TEKS PILIHAN →

1.1.1.65 c. Perluasan Pemangku Kepentingan:
Partisipasi PT, LSM, dan TNI dalam Penanggulangan Bencana
Perluasan pemangku kepentingan yaitu pelibatan LSM, PT, dan TNI dalam penanggulangan bencana di Indonesia menjadi penting mengingat terjadi
peningkatan frekuensi bencana di Indonesia. Lembaga swadaya masyarakat LSM merupakan salah satu pemangku kepentingan stakeholders lingkungan
yang paling terbuka terhadap paradigma pembangunan berkelanjutan, memikul beban berat untuk mengadvokasi pihak eksekutif, legislatif, dan sekaligus
yudikatif ini. LSM tersebut juga yang berkewajiban melakukan pengawalan ketat atas semua janji-janji yang sudah disepakati.
Perguruan Tinggi PT di berbagai kawasan Indonesia bisa dilibatkan, terutama dalam mendampingi pemerintah daerah untuk membentuk satuan-satuan
lingkungan hidup dan menyusun program-program pembangunan yang berbasis pengelolaan sumber daya alam secara berkelanjutan. Secara lebih menyeluruh,
memang diperlukan pelibatan PT dan LSM dalam penguatan civil society sebagai kekuatan pokok pembangunan berkelanjutan. Caranya mulai dari
menggalang orang-orang terkemuka yang paham lingkungan untuk melakukan lobi-lobi di tingkat atas, terus mengadvokasi masyarakat di tingkat bawah,
hingga memperbesar konstituen lingkungan dari yang ada sekarang ini. TNI merupakan bagian mayarakat yang juga menjadi korban berbagai bencana.
Salah satu contohnya adalah dari korban meninggal lebih dari 5.000 orang dalam bencana gempa di DIY, 25 diantaranya anggotakeluarga TNI. Hampir
300 bangunan milik TNI, seperti perkantoran, rumah dinas, gudang, barak, rumah sakit dan rumah ibadah, rata dengan tanah. Selain itu, sejumlah
kendaraan dan peralatan TNI hancur atau mengalami kerusakan. Dari rentetan bencana alam yang melanda negeri ini, mulai dari gempa bumi dan tsunami
yang menyapu NADSumut hingga gempa tektonik yang mengguncang DIYJateng akhir Mei lalu, peran TNI selalu menjadi sorotan.

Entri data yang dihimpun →

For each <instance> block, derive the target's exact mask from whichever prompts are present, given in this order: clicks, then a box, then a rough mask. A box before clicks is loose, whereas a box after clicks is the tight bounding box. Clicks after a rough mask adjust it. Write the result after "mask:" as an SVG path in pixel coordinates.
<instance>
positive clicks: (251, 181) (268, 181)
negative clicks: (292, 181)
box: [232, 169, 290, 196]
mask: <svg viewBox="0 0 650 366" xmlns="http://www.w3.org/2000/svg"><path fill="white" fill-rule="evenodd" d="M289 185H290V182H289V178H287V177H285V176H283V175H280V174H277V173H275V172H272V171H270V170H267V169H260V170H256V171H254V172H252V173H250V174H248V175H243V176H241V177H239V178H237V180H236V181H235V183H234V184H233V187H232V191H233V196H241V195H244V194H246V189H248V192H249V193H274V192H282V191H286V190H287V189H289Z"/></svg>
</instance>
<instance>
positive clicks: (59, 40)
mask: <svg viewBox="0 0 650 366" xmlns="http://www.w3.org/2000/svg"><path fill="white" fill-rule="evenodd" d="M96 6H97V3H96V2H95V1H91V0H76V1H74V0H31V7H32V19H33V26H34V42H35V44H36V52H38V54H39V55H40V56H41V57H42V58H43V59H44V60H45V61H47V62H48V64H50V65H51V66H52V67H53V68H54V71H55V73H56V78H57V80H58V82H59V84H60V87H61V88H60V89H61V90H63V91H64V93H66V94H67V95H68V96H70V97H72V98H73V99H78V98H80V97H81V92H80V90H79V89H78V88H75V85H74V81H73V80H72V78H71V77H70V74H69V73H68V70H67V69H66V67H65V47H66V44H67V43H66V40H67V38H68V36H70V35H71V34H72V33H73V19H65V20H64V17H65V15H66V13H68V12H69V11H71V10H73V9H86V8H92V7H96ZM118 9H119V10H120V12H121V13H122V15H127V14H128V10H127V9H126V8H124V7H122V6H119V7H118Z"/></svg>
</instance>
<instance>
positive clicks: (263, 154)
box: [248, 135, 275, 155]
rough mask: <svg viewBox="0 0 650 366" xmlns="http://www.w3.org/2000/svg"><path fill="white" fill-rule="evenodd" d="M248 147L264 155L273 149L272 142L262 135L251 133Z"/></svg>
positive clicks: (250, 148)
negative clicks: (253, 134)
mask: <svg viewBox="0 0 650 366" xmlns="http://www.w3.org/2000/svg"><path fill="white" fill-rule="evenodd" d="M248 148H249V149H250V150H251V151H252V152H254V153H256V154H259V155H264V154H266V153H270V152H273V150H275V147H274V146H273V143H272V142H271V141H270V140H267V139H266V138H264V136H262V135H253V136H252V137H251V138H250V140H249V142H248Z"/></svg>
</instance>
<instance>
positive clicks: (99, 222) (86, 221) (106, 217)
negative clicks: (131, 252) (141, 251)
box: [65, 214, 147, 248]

TUGAS DIKERJAKAN →
Jawablah pertanyaan berikut berdasarkan teks pilihan.
(a) Menurut teks pilihan, LSM berkewajiban melakukan pengawalan ketat atas apa?
(b) Siapa yang terutama didampingi oleh PT?
(c) Berapa banyak bangunan milik TNI yang rata dengan tanah?
Entri data tersebut tidak digunakan dalam pengerjaan ini.

JAWABAN TUGAS →
(a) Atas semua janji-janji yang sudah disepakati.
(b) PT terutama mendampingi pemerintah daerah dalam membentuk satuan-satuan lingkungan hidup dan menyusun program-program pembangunan yang berbasis pengelolaan sumber daya alam secara berkelanjutan.
(c) Hampir 300 bangunan.